*** Excerpted records

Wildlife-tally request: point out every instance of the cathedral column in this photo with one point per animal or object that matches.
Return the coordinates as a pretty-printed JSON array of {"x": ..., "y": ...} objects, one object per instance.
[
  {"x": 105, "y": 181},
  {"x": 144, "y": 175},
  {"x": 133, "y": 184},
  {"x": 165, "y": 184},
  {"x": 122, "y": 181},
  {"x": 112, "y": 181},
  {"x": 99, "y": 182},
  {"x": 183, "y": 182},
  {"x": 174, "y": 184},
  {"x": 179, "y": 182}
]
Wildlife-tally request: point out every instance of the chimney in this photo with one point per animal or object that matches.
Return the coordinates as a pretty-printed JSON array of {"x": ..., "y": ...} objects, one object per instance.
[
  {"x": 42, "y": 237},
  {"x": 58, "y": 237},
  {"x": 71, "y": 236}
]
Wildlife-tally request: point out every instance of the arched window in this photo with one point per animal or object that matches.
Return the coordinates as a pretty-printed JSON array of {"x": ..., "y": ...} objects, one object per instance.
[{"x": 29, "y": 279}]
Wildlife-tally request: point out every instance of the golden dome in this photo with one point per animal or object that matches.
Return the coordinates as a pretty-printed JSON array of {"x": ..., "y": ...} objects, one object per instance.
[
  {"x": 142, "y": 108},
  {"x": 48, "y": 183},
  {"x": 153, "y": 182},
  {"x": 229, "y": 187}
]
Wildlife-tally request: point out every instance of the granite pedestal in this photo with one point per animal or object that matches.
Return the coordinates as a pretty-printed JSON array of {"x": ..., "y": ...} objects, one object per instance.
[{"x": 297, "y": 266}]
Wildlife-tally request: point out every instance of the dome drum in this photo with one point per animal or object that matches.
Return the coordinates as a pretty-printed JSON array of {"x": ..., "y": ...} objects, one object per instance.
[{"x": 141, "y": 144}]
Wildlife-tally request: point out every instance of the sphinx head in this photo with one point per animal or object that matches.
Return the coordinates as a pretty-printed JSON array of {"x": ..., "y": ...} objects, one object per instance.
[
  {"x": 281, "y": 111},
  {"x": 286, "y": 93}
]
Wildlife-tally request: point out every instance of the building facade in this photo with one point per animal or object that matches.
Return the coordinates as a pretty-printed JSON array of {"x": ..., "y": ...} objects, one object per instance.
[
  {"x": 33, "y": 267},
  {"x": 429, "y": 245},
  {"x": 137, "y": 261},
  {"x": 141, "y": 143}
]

******

Direction:
Render all of the rows above as a numbered list, leaving out any blank lines.

Task output:
1. Wildlife-tally request: point out every instance of the cathedral column in this photo with one point per animal or object that matches.
2. Return the coordinates as a pretty-printed JSON array of {"x": ..., "y": ...} objects, one object per instance.
3. [
4.   {"x": 105, "y": 181},
5.   {"x": 144, "y": 175},
6.   {"x": 133, "y": 184},
7.   {"x": 165, "y": 184},
8.   {"x": 122, "y": 181},
9.   {"x": 112, "y": 181},
10.   {"x": 99, "y": 182},
11.   {"x": 183, "y": 182},
12.   {"x": 174, "y": 184},
13.   {"x": 179, "y": 182}
14. ]
15. Wildlife-tally request: point out every instance of the chimney in this photo with one point per animal or object that matches.
16. Return the coordinates as a pretty-printed JSON array of {"x": ..., "y": ...} objects, one object per instance.
17. [
18.   {"x": 42, "y": 237},
19.   {"x": 58, "y": 237},
20.   {"x": 71, "y": 236}
21. ]
22. Wildlife-tally request: point out every instance of the arched window in this photo with one point per animal or object that matches.
23. Return the coordinates as a pretty-printed JSON array of {"x": ..., "y": ...} objects, one object per instance.
24. [{"x": 29, "y": 279}]
25. Wildlife-tally request: point out every instance of the golden dome in this photo with one point per animal or object that matches.
26. Return the coordinates as a pretty-printed JSON array of {"x": ..., "y": ...} objects, one object per instance.
27. [
28.   {"x": 142, "y": 108},
29.   {"x": 48, "y": 183},
30.   {"x": 153, "y": 182},
31.   {"x": 229, "y": 187}
32. ]
33. Wildlife-tally request: point out every instance of the granite pedestal in this photo with one point per animal or object that matches.
34. Return the coordinates as a pretty-printed JSON array of {"x": ..., "y": ...} objects, one object per instance.
35. [{"x": 297, "y": 266}]
36. Wildlife-tally request: point out every instance of the dome drum in this photo with one point per animal or object that matches.
37. Return the coordinates as a pretty-printed JSON array of {"x": ..., "y": ...} objects, one object per instance.
38. [{"x": 141, "y": 144}]
39. Wildlife-tally request: point out every instance of the sphinx head in this photo with one point per animal or object that matches.
40. Return the coordinates as a pretty-printed JSON array of {"x": ..., "y": ...} objects, one object per instance.
41. [
42.   {"x": 281, "y": 111},
43.   {"x": 286, "y": 93}
44. ]
45. Wildlife-tally request: point out every instance of the building facade in this photo with one point per animal or object that matches.
46. Return the coordinates as a pretty-printed JSON array of {"x": ..., "y": ...} objects, one object per instance.
47. [
48.   {"x": 33, "y": 267},
49.   {"x": 429, "y": 245},
50.   {"x": 137, "y": 261},
51.   {"x": 141, "y": 143}
52. ]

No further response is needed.